Extracted text -
I have a large file encoded in Unicode that I need to convert to CSV. In general, I know how to do this by regular expression substitutions using sed or Perl, but one problem I am having is that I need to put a quotation mark at the end of each line to protect the last field. The usual regex substitution ...
s/$/"/
... works fine for 7-bit ASCII text, but when I run this on my Unicode text file, the double quotation mark appears at the BEGINNING of the FOLLOWING line, not at the end of the line on which it's supposed to appear.
The file came from a Windows system, but piping through dos2unix doesn't seem to make any difference. I've tried the "use Encode;" pragma with several different encodings, but I get the same result. Perhaps I'm doing something wrong. Does anyone know of a special library function intended for this purpose, a Perl pragma, etc., that would accomplish this easily? This should be a trivial problem.
Thanks in advance for any suggestions.
Tom
---------- Post updated at 10:51 PM ---------- Previous update was at 10:49 AM ----------
As I mentioned, the regex ...

Data section -
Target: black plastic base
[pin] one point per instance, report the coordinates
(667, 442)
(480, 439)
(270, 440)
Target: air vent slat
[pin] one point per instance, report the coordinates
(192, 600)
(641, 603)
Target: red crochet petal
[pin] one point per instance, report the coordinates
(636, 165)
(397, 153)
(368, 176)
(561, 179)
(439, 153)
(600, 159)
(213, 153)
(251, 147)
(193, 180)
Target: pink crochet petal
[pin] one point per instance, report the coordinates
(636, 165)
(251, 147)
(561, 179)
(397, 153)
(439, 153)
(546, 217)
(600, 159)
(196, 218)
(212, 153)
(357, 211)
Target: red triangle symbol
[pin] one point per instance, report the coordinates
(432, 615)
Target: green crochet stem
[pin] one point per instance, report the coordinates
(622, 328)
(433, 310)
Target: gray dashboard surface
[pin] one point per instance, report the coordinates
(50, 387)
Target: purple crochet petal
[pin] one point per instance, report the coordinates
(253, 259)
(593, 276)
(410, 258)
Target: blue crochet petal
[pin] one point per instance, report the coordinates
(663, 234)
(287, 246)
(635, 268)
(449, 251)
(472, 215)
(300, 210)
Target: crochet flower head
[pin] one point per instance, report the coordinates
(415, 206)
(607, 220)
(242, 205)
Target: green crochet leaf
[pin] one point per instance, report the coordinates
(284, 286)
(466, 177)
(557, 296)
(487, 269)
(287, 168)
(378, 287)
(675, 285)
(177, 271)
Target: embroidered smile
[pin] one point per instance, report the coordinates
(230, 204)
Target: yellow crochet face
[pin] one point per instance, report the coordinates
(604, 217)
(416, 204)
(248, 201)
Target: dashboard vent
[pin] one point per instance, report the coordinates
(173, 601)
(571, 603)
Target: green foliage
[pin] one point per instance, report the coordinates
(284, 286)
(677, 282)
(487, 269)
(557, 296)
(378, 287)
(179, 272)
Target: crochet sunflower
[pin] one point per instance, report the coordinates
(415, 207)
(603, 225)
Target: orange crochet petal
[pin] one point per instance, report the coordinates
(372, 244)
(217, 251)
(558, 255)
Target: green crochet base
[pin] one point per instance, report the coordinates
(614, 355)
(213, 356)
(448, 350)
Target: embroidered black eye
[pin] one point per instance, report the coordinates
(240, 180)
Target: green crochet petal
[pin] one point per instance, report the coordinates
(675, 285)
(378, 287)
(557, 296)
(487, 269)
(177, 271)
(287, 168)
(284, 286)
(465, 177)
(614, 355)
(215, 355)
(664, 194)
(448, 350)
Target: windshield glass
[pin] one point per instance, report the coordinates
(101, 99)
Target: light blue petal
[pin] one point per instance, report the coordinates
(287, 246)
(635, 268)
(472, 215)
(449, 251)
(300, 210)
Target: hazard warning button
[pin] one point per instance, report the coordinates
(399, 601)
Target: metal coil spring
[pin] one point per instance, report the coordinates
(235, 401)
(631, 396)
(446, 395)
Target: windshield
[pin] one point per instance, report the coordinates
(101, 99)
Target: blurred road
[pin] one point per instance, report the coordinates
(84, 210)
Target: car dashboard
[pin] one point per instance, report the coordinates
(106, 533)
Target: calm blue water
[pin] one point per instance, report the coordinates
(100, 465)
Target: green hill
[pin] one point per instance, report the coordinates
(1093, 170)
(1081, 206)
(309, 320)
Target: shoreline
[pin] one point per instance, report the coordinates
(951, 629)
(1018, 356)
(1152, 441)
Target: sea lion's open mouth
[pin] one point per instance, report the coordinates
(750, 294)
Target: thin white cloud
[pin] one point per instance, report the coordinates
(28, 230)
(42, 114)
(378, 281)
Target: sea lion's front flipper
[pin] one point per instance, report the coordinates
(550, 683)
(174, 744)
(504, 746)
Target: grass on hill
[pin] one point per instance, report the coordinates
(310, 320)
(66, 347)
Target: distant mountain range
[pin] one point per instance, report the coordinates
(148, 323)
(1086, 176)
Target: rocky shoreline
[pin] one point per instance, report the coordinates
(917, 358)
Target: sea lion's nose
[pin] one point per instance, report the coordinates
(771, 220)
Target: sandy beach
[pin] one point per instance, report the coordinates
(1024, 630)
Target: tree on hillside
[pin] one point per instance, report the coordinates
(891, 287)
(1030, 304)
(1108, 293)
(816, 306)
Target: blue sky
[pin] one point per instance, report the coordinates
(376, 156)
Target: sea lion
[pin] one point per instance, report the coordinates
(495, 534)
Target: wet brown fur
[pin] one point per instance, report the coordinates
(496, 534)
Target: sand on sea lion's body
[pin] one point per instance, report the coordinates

Goal of the exercise -
Write the next part of the forum thread about converting a Unicode file to CSV, starting right after its final words.

Written response -
s/$/"/
... puts the `"' at the beginning of the following line, and piping through dos2unix doesn't matter one way or the other. Using `\n' instead of `$' doesn't
make any difference. However, I discovered an interesting fact: The regex ... s/\r/"/ # use `\r' instead of `$' or `\n' ... gives the expected result, and does so without piping through dos2unix making any difference! I also found that a C program using a wchar_t declaration behaves similarly. That is, a character that appears as if it should be output BEFORE the EOL actually appears after it, if it is matched as '\n', but if it is matched as '\r' then it is output as expected.
My immediate problem is solved, however I wonder whether this doesn't show a bug in Perl or in its regular expression engine ...
This seems to be a clear case where Unicode text is handled differently than non-Unicode text.
Any opinions?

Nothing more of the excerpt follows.